» **DATA**
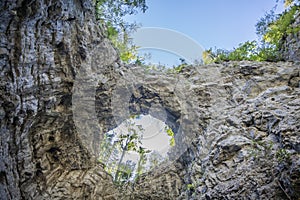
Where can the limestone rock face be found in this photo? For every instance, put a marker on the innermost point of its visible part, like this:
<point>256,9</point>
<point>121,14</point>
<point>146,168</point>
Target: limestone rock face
<point>291,44</point>
<point>62,86</point>
<point>43,45</point>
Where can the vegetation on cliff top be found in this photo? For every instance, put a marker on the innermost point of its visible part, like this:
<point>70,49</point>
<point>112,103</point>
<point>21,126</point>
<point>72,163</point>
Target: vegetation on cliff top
<point>272,29</point>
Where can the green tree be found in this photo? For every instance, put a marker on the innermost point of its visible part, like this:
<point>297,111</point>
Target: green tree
<point>111,13</point>
<point>272,30</point>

» **DIRECTIONS**
Repeat the material above word for word; no images go in the copy.

» **SOLUTION TO THIS PROBLEM**
Where can the limestone rock face be found in this photo? For every instance, put a marker on the innermost point of its visible part, like this:
<point>256,9</point>
<point>121,14</point>
<point>146,168</point>
Target: limestone rock face
<point>291,44</point>
<point>62,86</point>
<point>43,45</point>
Where can the vegetation on cliff top be found in this photo? For every instance, put a marker on the innermost point of its visible part, like this:
<point>70,49</point>
<point>112,103</point>
<point>21,126</point>
<point>72,163</point>
Target: vegetation on cliff top
<point>272,29</point>
Where can the green tree be found in this photo? For every instance, put a marker on the innermost point of its visible part, like this:
<point>297,111</point>
Target: green tree
<point>111,13</point>
<point>272,30</point>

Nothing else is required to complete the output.